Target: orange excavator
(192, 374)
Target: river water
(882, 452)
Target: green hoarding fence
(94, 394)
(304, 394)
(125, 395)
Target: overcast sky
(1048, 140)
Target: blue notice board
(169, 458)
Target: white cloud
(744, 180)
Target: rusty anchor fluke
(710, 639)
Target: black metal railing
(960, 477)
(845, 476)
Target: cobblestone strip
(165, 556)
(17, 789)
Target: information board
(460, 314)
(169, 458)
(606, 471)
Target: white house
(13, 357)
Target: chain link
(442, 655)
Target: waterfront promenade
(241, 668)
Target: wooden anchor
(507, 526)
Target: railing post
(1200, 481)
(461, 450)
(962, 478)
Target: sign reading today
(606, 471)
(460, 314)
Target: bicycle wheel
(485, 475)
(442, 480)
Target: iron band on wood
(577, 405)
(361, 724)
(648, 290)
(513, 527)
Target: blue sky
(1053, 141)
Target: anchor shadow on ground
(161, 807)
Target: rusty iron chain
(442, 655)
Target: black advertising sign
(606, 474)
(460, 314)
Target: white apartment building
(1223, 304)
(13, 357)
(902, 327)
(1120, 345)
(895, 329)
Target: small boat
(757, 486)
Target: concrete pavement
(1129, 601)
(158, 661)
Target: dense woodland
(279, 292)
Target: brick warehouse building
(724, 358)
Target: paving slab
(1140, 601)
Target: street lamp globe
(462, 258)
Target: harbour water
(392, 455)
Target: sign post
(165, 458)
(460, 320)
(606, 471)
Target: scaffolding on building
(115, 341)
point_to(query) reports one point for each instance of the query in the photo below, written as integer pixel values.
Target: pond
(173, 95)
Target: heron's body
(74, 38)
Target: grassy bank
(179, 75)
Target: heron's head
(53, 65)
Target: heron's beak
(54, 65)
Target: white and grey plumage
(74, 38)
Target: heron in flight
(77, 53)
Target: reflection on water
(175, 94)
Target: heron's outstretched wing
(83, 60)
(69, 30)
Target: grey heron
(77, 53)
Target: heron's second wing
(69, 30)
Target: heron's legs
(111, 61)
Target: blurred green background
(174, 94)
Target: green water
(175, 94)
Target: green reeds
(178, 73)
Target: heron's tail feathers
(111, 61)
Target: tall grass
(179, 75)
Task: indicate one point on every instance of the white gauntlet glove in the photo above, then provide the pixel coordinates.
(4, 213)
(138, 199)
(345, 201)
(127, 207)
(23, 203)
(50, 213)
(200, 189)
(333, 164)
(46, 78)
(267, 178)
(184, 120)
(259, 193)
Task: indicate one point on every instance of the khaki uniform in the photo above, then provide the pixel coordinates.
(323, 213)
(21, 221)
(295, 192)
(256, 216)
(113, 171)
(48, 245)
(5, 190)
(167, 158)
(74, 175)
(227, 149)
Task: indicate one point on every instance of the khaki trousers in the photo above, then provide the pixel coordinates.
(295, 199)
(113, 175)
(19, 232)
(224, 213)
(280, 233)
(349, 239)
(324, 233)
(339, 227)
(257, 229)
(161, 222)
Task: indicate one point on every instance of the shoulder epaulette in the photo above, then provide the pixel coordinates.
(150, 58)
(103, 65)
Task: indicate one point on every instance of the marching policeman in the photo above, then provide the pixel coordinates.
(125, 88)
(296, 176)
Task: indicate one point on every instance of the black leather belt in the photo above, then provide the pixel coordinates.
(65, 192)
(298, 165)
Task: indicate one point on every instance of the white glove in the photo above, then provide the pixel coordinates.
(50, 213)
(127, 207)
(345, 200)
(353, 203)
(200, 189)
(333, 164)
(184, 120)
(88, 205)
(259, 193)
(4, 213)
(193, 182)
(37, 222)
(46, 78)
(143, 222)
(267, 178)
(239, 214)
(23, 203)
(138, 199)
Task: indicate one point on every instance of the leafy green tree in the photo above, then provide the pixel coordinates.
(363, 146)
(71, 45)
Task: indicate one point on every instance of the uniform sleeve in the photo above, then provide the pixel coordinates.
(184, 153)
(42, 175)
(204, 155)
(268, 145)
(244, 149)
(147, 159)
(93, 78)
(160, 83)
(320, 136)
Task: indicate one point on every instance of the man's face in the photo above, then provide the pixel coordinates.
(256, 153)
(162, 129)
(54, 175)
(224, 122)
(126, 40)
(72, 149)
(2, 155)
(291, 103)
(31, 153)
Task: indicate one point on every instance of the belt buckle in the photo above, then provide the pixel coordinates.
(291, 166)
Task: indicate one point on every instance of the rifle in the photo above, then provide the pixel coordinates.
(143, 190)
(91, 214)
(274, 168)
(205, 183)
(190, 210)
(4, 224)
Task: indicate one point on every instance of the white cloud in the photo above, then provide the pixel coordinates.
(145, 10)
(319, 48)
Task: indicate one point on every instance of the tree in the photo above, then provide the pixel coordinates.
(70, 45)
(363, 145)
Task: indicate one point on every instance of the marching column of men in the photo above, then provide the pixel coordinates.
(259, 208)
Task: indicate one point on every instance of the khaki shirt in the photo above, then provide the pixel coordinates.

WORK ITEM —
Every line of the material must be given again exactly.

RESPONSE —
Target: orange excavator
(192, 374)
Target: river water
(882, 452)
Target: green hoarding fence
(94, 394)
(304, 394)
(125, 395)
Target: overcast sky
(1048, 140)
Target: blue notice board
(169, 458)
Target: white cloud
(744, 180)
Target: rusty anchor fluke
(710, 639)
Target: black metal railing
(960, 477)
(845, 476)
Target: cobblestone strip
(165, 556)
(17, 789)
Target: information board
(460, 314)
(169, 458)
(606, 471)
Target: white house
(13, 357)
Target: chain link
(442, 655)
Target: waterfront promenade
(241, 668)
Target: wooden anchor
(507, 526)
Target: railing post
(1200, 481)
(461, 450)
(962, 478)
Target: sign reading today
(606, 471)
(460, 314)
Target: bicycle wheel
(485, 475)
(442, 480)
Target: iron band on wood
(577, 405)
(361, 724)
(648, 290)
(513, 527)
Target: blue sky
(1053, 141)
Target: anchor shadow on ground
(161, 807)
Target: rusty iron chain
(442, 655)
Target: black advertising sign
(606, 474)
(460, 314)
Target: white apartment building
(1223, 304)
(13, 357)
(902, 327)
(1120, 345)
(895, 329)
Target: small boat
(757, 486)
Target: concrete pavement
(1129, 601)
(158, 661)
Target: dense woodland
(279, 292)
Target: brick warehouse building
(724, 358)
Target: paving slab
(1140, 601)
Target: street lamp globe
(462, 258)
Target: harbour water
(392, 455)
Target: sign post
(165, 458)
(460, 320)
(606, 471)
Target: scaffolding on building
(115, 341)
point_to(query) reports one point for each instance of the query in the photo below, written as integer pixel values.
Target: pond
(173, 95)
Target: heron's body
(74, 38)
Target: grassy bank
(179, 75)
Target: heron's head
(53, 65)
Target: heron's beak
(54, 65)
Target: white and grey plumage
(74, 38)
Target: heron in flight
(77, 53)
Target: reflection on water
(175, 94)
Target: heron's outstretched wing
(83, 60)
(69, 30)
Target: grey heron
(77, 53)
Target: heron's second wing
(69, 30)
Target: heron's legs
(111, 61)
Target: blurred green background
(174, 94)
Target: green water
(175, 94)
Target: green reeds
(178, 73)
Target: heron's tail feathers
(111, 61)
Target: tall grass
(179, 75)
Task: indicate one point on every instance of the white gauntlet glove in the photo above, then provide the pixel coordinates.
(4, 213)
(138, 199)
(345, 201)
(127, 207)
(23, 203)
(50, 213)
(200, 189)
(333, 164)
(46, 78)
(267, 178)
(184, 120)
(259, 193)
Task: indicate one point on every instance of the khaki uniform in the photo above, then provide the pixel coordinates.
(323, 213)
(21, 221)
(295, 192)
(256, 216)
(113, 171)
(48, 245)
(5, 190)
(167, 158)
(74, 175)
(227, 149)
Task: indicate one point on every instance of the khaki trousers in the photo above, then provide the pixel coordinates.
(295, 199)
(113, 175)
(19, 232)
(224, 213)
(280, 233)
(349, 239)
(324, 233)
(339, 227)
(257, 229)
(161, 222)
Task: indicate one point on every instance of the shoulder epaulette in the photo above, then provide the pixel coordinates.
(150, 58)
(103, 65)
Task: indicate one point on every instance of the marching policeman in the photo above, then provide the pixel coordinates.
(125, 88)
(296, 176)
Task: indicate one point on every instance of the black leather belt in the photo above, then provide the pixel coordinates.
(65, 192)
(298, 165)
Task: indicate one point on every instance of the white glove in the photo above, then provide the pixel coordinates.
(50, 213)
(127, 207)
(345, 200)
(353, 203)
(200, 189)
(333, 164)
(184, 120)
(88, 205)
(259, 193)
(4, 213)
(193, 182)
(37, 222)
(46, 78)
(143, 222)
(267, 178)
(239, 214)
(23, 203)
(138, 199)
Task: indicate one point on every instance of the leafy green tree in the photo above, then provide the pixel coordinates.
(363, 146)
(71, 45)
Task: indicate one point on every instance of the uniform sleeve in the photo above, then provide the pixel coordinates.
(184, 153)
(42, 175)
(204, 155)
(268, 145)
(244, 149)
(147, 159)
(93, 78)
(160, 83)
(320, 136)
Task: indicate one point on every instance of the man's face in the photo above, then provide the pixel coordinates.
(256, 153)
(162, 129)
(54, 175)
(224, 122)
(126, 40)
(72, 149)
(2, 155)
(291, 103)
(31, 153)
Task: indicate one point on every instance of the belt buckle in the photo above, then provide the pixel coordinates.
(291, 166)
Task: indicate one point on every instance of the rifle in the photo above, then provide the pixel coordinates.
(143, 190)
(91, 214)
(274, 168)
(205, 183)
(190, 210)
(4, 224)
Task: indicate one point on every instance of the white cloud in the photo above, then provide the pixel coordinates.
(145, 10)
(319, 48)
Task: indicate one point on every instance of the tree in the photo above, then provide the pixel coordinates.
(70, 45)
(363, 145)
Task: indicate one point on every instance of the marching column of men in the photo above, then provide the pixel coordinates.
(259, 208)
Task: indicate one point on every instance of the khaki shirt in the photo above, then provide the pixel coordinates.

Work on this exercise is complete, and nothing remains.